DATA FOR THIS TASK:
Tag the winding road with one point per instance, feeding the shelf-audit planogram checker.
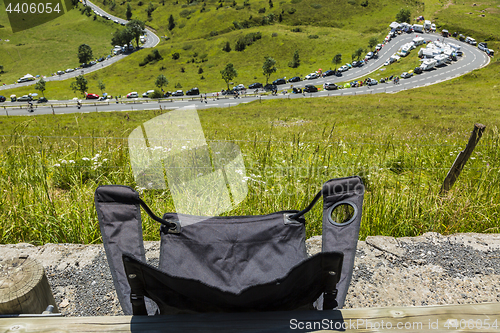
(151, 41)
(472, 58)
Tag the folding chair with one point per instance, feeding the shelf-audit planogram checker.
(230, 264)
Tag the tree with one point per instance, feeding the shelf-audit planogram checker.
(403, 15)
(227, 47)
(101, 86)
(337, 59)
(80, 84)
(128, 14)
(122, 37)
(161, 81)
(372, 42)
(171, 22)
(295, 61)
(136, 28)
(40, 86)
(269, 68)
(84, 53)
(228, 74)
(150, 9)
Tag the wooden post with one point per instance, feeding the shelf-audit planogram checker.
(462, 158)
(24, 288)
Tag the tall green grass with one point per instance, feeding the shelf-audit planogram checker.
(402, 146)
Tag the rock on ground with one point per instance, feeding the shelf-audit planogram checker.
(411, 271)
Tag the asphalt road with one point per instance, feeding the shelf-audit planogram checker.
(471, 59)
(151, 41)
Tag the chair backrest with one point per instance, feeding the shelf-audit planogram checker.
(231, 254)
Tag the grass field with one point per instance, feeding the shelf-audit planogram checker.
(202, 29)
(401, 144)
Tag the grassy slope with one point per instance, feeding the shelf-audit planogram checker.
(52, 46)
(341, 27)
(401, 144)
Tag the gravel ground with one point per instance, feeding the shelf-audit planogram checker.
(427, 270)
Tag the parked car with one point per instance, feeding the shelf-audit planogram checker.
(279, 81)
(406, 75)
(331, 86)
(270, 86)
(357, 63)
(470, 40)
(343, 69)
(25, 98)
(310, 88)
(92, 96)
(147, 93)
(193, 91)
(483, 46)
(311, 76)
(255, 85)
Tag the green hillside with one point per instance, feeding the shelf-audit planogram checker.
(317, 30)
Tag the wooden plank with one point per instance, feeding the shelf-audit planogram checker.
(471, 318)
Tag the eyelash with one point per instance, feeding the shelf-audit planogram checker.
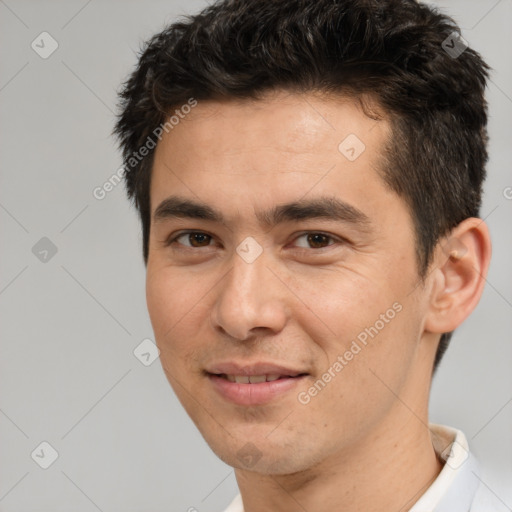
(173, 240)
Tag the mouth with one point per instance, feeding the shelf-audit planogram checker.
(256, 379)
(254, 385)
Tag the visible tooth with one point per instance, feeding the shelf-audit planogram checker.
(254, 379)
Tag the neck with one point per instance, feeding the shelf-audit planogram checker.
(389, 469)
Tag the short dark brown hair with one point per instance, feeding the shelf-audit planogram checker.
(396, 52)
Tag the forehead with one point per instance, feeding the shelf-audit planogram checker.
(282, 146)
(279, 121)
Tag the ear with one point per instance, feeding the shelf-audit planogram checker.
(460, 265)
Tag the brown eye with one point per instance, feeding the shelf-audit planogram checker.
(315, 240)
(192, 239)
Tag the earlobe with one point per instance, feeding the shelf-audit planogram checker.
(461, 260)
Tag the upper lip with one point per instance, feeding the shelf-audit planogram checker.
(259, 368)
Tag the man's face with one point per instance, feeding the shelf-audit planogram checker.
(286, 295)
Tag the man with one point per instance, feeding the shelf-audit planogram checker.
(308, 176)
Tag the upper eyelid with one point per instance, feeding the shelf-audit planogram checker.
(174, 237)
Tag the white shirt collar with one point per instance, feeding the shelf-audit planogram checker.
(454, 488)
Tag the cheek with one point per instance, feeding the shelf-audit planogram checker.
(175, 302)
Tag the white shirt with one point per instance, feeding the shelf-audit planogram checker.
(458, 487)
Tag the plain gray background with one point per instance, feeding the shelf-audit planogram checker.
(70, 324)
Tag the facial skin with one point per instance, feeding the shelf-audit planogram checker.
(356, 444)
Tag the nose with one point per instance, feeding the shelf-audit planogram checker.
(251, 298)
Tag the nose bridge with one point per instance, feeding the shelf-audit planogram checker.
(249, 296)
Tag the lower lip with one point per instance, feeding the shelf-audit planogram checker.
(253, 394)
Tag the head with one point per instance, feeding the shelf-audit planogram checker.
(270, 117)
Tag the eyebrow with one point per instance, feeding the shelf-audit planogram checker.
(325, 207)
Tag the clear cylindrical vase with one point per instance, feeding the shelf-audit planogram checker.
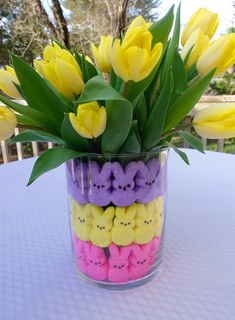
(117, 217)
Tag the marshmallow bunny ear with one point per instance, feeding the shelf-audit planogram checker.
(142, 169)
(106, 170)
(135, 249)
(117, 170)
(153, 165)
(131, 169)
(94, 168)
(124, 252)
(109, 213)
(97, 211)
(131, 210)
(96, 251)
(120, 212)
(114, 251)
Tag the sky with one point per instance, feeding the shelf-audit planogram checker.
(223, 7)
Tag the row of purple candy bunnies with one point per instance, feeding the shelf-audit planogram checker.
(90, 182)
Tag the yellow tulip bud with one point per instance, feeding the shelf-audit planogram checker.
(90, 121)
(220, 55)
(216, 122)
(7, 77)
(61, 69)
(8, 123)
(199, 42)
(134, 58)
(202, 19)
(138, 22)
(102, 53)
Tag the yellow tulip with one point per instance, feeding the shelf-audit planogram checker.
(220, 55)
(202, 19)
(138, 22)
(61, 69)
(7, 77)
(199, 42)
(102, 53)
(8, 123)
(134, 58)
(90, 121)
(216, 122)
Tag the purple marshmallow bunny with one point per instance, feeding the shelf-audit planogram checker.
(124, 193)
(148, 180)
(76, 172)
(100, 183)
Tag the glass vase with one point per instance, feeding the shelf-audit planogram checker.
(117, 217)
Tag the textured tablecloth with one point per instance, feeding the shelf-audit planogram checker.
(37, 280)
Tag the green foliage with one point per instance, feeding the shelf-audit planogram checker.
(38, 94)
(72, 138)
(225, 84)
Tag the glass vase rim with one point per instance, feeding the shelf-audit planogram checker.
(125, 155)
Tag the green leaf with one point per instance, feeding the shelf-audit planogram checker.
(97, 89)
(141, 113)
(193, 141)
(161, 28)
(72, 138)
(154, 126)
(179, 74)
(37, 92)
(119, 119)
(30, 113)
(132, 143)
(173, 46)
(182, 105)
(51, 159)
(36, 135)
(179, 152)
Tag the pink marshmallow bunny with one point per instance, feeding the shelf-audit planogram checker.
(79, 249)
(155, 244)
(97, 266)
(123, 184)
(118, 263)
(140, 260)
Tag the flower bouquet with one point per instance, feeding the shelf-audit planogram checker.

REQUIRED TASK: Find the line containing "Tag the textured", then output it and every line after it to the end of the data, exactly.

TASK OUTPUT:
Tag the textured tablecloth with one point per instance, feeding the shelf-audit planogram checker.
(37, 280)
Tag the green foliage with one point per instance, feeding the shelf-audit planogram checker.
(38, 94)
(72, 138)
(225, 84)
Tag the glass vase rim with one point per instance, feeding the shelf-audit planogram checker.
(125, 155)
Tag the green leaf with one point per instance, feeding the shelf-audit planogram checker.
(97, 89)
(141, 113)
(193, 141)
(161, 28)
(72, 138)
(154, 126)
(179, 74)
(37, 92)
(119, 119)
(30, 113)
(132, 143)
(173, 46)
(182, 105)
(51, 159)
(36, 135)
(179, 152)
Tag the pink marshmallow bunny with one point per instance, feeding the shelf-audit planogram checker.
(79, 249)
(155, 244)
(97, 266)
(123, 184)
(118, 263)
(140, 260)
Tag the flower bouquet with one point per instance, feeding the shelf-audit planogram checker.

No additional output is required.